Render the records as a Markdown table with the columns Row and Line, one numbered row per line, skipping blank lines and leaving out the pictures.
>> Start Information shown
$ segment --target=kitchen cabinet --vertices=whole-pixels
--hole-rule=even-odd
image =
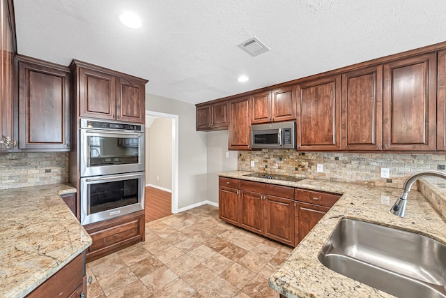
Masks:
[[[298,87],[297,149],[341,149],[341,75]]]
[[[81,253],[56,272],[26,298],[86,297],[85,255]]]
[[[144,241],[144,210],[84,225],[93,239],[86,251],[91,262],[125,247]]]
[[[70,151],[70,70],[26,57],[15,59],[19,149]]]
[[[433,151],[436,125],[436,52],[383,66],[385,151]]]
[[[295,87],[260,92],[250,96],[251,124],[295,120]]]
[[[341,82],[341,149],[381,150],[383,66],[343,73]]]
[[[240,226],[240,181],[219,177],[218,218]]]
[[[1,54],[0,55],[0,151],[16,145],[14,139],[14,56],[17,53],[12,0],[1,0]]]
[[[81,117],[144,124],[147,80],[73,60]]]
[[[228,128],[228,101],[197,107],[197,131],[220,131]]]
[[[249,98],[229,100],[229,145],[230,150],[248,150],[251,147]]]

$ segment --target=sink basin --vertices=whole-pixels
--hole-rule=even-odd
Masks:
[[[394,296],[446,298],[446,246],[418,234],[342,219],[318,257],[330,269]]]

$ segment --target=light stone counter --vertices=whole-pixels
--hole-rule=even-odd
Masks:
[[[82,253],[91,238],[58,184],[0,191],[0,297],[21,298]]]
[[[424,234],[446,244],[446,221],[416,190],[409,193],[406,216],[389,212],[402,190],[306,179],[298,182],[244,177],[247,172],[220,176],[343,194],[270,277],[270,286],[287,297],[392,297],[392,295],[346,277],[318,259],[322,246],[341,218],[359,219]],[[429,188],[428,184],[424,186]]]

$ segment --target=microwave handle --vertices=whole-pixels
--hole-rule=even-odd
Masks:
[[[93,181],[109,180],[110,179],[121,179],[121,178],[132,177],[137,177],[137,176],[140,176],[140,174],[131,174],[129,175],[119,175],[119,176],[113,176],[113,177],[107,176],[107,177],[100,177],[100,178],[89,178],[89,179],[86,179],[86,181],[87,182],[91,182]]]

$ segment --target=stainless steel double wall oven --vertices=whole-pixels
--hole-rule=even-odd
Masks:
[[[145,127],[82,119],[81,223],[144,209]]]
>> End Information shown
**Output for this task**.
| Row | Line |
|---|---|
| 1 | $ segment --target=kitchen cabinet --vertices=whole-pixels |
| 2 | --hole-rule=even-odd |
| 3 | image = |
| 4 | Masks: |
| 5 | [[[298,87],[297,149],[341,149],[341,75]]] |
| 6 | [[[81,253],[56,272],[26,298],[86,297],[85,255]]] |
| 7 | [[[144,241],[144,210],[84,225],[93,239],[86,251],[91,262],[125,247]]] |
| 8 | [[[70,151],[70,70],[26,57],[15,59],[19,149]]] |
| 9 | [[[433,151],[436,125],[436,52],[383,66],[385,151]]] |
| 10 | [[[295,87],[260,92],[250,96],[251,124],[295,120]]] |
| 11 | [[[341,82],[341,149],[381,150],[383,66],[343,73]]] |
| 12 | [[[240,226],[240,181],[219,177],[218,218]]] |
| 13 | [[[1,54],[0,55],[0,151],[16,145],[14,139],[14,56],[17,53],[12,0],[1,0]]] |
| 14 | [[[81,117],[144,124],[147,80],[73,60]]] |
| 15 | [[[228,128],[228,101],[197,107],[197,131],[220,131]]] |
| 16 | [[[249,98],[229,100],[229,145],[230,150],[248,150],[251,147]]] |
| 17 | $ segment --target=sink basin --vertices=whole-pixels |
| 18 | --hole-rule=even-odd |
| 19 | Masks: |
| 20 | [[[394,296],[446,298],[446,246],[418,234],[342,219],[318,257],[330,269]]] |
| 21 | $ segment --target=light stone counter --vertices=whole-pixels |
| 22 | --hole-rule=even-odd |
| 23 | Masks: |
| 24 | [[[82,253],[91,238],[58,184],[0,191],[0,297],[21,298]]] |
| 25 | [[[424,234],[446,244],[446,221],[416,190],[409,193],[406,216],[389,212],[402,190],[306,179],[298,182],[244,177],[247,172],[220,176],[343,194],[270,277],[270,286],[287,297],[392,297],[392,295],[346,277],[318,259],[322,246],[341,218],[359,219]],[[429,188],[428,184],[424,186]]] |
| 26 | $ segment --target=microwave handle --vertices=whole-pixels |
| 27 | --hole-rule=even-odd |
| 28 | Masks: |
| 29 | [[[93,181],[109,180],[110,179],[121,179],[121,178],[132,177],[137,177],[137,176],[140,176],[140,174],[131,174],[129,175],[119,175],[119,176],[113,176],[113,177],[107,176],[107,177],[100,177],[100,178],[89,178],[89,179],[86,179],[86,181],[87,182],[91,182]]] |
| 30 | $ segment --target=stainless steel double wall oven --vertices=whole-pixels |
| 31 | --hole-rule=even-odd |
| 32 | Masks: |
| 33 | [[[145,127],[82,119],[81,223],[144,209]]] |